Nun geht’s zurück zur „Pausen“-Situation:
Meistens verabredet man sich für diesen kurzen Zeitraum mit Kollegen/Kommilitonen/Mitschülern und geht zusammen beispielsweise in die Cafeteria. Dort sitzt man mit ihnen und weiteren Menschen in einem Raum, wo innerhalb der kurzen Zeit relativ viele Themen angesprochen, Witze erzählt, Termine vereinbart, Informationen ausgetauscht werden und noch vieles mehr. Insgesamt ist die Stimmung heiter, locker und fröhlich: mal wird gelacht, geneckt, geschimpft oder auch diskutiert. Mal reden alle durcheinander oder es redet eine einzelne Person, während die anderen zuhören.
Mitten darunter: Ich.

++++++++++++++++++++

Gestellte Aufgabe a. Geben Sie die Datensätze von der Zeile mit „the bush, the“ bis hinunter zur Zeile mit „green shrub, the“ erneut wieder, tauschen Sie dabei „exercise“ gegen „task“ aus und lassen Sie alles Übrige unverändert. Die Bilder lassen Sie in Ihrer Antwort weg.
Der Text und die Datensätze haben inhaltlich nichts miteinander zu tun.

Eingegebene Datensätze.

++++++++++++++++++++

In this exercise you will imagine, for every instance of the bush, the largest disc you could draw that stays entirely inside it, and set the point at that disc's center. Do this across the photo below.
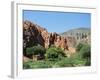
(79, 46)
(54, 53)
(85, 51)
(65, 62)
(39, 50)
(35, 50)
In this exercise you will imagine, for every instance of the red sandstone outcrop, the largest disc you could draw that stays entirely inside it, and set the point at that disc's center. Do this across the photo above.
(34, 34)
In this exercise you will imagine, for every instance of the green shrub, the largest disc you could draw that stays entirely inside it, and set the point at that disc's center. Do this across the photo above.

++++++++++++++++++++

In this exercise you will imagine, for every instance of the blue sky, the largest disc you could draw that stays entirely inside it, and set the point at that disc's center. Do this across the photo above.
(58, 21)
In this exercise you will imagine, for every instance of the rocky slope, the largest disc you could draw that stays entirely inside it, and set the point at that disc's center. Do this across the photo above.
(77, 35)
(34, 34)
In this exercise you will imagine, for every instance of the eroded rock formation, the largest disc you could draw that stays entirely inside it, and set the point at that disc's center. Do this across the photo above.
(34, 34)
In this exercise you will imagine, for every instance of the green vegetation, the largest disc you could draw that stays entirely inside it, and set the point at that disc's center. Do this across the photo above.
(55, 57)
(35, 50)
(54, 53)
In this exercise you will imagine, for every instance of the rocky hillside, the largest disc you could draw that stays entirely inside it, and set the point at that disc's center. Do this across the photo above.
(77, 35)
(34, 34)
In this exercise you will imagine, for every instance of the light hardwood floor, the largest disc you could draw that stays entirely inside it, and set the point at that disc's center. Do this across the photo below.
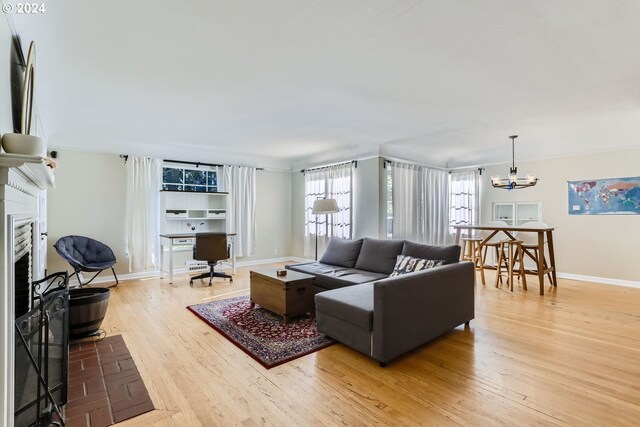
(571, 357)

++++++++++++++++++++

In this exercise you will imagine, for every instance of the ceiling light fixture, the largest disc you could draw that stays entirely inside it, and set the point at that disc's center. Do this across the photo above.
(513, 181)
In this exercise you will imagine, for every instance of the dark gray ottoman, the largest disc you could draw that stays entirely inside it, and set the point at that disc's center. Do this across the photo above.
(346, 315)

++++++++++++++++++++

Gestellte Aufgabe b. Schreiben Sie den Text über die Pausensituation in der Cafeteria im Anschluss an seinen letzten Satz weiter.

Erwartete Antwort a.
In this task you will imagine, for every instance of the bush, the largest disc you could draw that stays entirely inside it, and set the point at that disc's center. Do this across the photo below.
(79, 46)
(54, 53)
(85, 51)
(65, 62)
(39, 50)
(35, 50)
In this task you will imagine, for every instance of the red sandstone outcrop, the largest disc you could draw that stays entirely inside it, and set the point at that disc's center. Do this across the photo above.
(34, 34)
In this task you will imagine, for every instance of the green shrub, the largest disc you could draw that stays entirely inside it, and set the point at that disc's center. Do this across the photo above.

Erwartete Antwort b.
Die ganze Zeit über versuche ich angestrengt und konzentriert der Unterhaltung zu folgen, was mir jedoch nicht durchgehend gelingt. Manchmal hängt dies auch von der Tagesverfassung ab: Mal höre und verstehe ich mehr, mal weniger. Insgesamt möchte ich nicht dumm, begriffsstutzig oder unaufmerksam wirken und den Gesprächsfluss ständig stören, sodass ich nicht immer nachfrage, wenn ich etwas nicht verstanden habe. Obwohl ich mich die ganze Zeit eigentlich total unwohl fühle und gerne etwas zum Gespräch beitragen möchte, versuche ich, zumindest nach außen hin, Selbstbewusstsein auszustrahlen und frage mich ständig, ob es mir überhaupt gelingt.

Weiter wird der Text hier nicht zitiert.